**DIRECTION A**
In the forum thread about Louis' new collar and tag, why does RachelsaurusRexU say buying Fetching Tags is "Not gonna happen"?
**DIRECTION B**
Write the next part of the forum thread about Louis' new collar and tag, picking up after its last line.
** START OF EXCERPTED PASSAGE **
# Louis' new collar and tag!



## schtuffy (May 17, 2010)

I don't have a picture of him wearing it...only a video of him trying to get it off. Besides, my suspicions were confirmed...his giant mane makes you almost not notice it's even on. Oh well, I still love it! :biggrin:


----------



## Tobi (Mar 18, 2011)

lol it's really cute!!!

I love "destroyer of worlds" on the tag! :becky:


----------



## RachelsaurusRexU (Sep 4, 2010)

Beautiful! Man, I wish I could afford Fetching Tags, I love them and they look amazing with Ella's Lead collars. At $30 a pop and with 5 dogs and the amount of money I've been spending on collars? Not gonna happen.


----------



## monkeys23 (Dec 8, 2010)

Thats a freaking adorable set!


----------



## schtuffy (May 17, 2010)
** END OF EXCERPTED PASSAGE **
** START OF DATASET EXTRACT **
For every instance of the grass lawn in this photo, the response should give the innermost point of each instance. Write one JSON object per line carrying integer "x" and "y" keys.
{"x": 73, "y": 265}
** END OF DATASET EXTRACT **
**ANSWER A**
RachelsaurusRexU says the tags cost $30 each, they have 5 dogs, and they have already been spending a lot of money on collars.

**ANSWER B**
RachelsaurusRexU said:


> Beautiful! Man, I wish I could afford Fetching Tags, I love them and they look amazing with Ella's Lead collars. At $30 a pop and with 5 dogs and the amount of money I've been spending on collars? Not gonna happen.


I did cringe when I bought them :frown: I snatched up the collar during a 20% off sale though!


----------



## frogdog (Aug 10, 2011)

Likin the colored bling...Louis is going to be stylin while he's strutting his pretty self around.


----------



## RachelsaurusRexU (Sep 4, 2010)

schtuffy said:


> I did cringe when I bought them :frown: I snatched up the collar during a 20% off sale though!


That's what I've been doing too!


----------



## nikkiluvsu15 (Jun 9, 2010)

Is that the McStolly Mix Genius? I love it :biggrin: Harleigh has the original McStolly Mix and it is one of my favorite collars ever!! Also love the tagline - so cute!!


----------



## minnieme (Jul 6, 2011)

Love it...so pretty! Can't wait to get Minnie one!


----------



## schtuffy (May 17, 2010)

nikkiluvsu15 said:


> Is that the McStolly Mix Genius?


Yup! :biggrin: I figured with his small collar width...to cram as many gems on there as possible, teehee!


----------



## hmbutler (Aug 4, 2011)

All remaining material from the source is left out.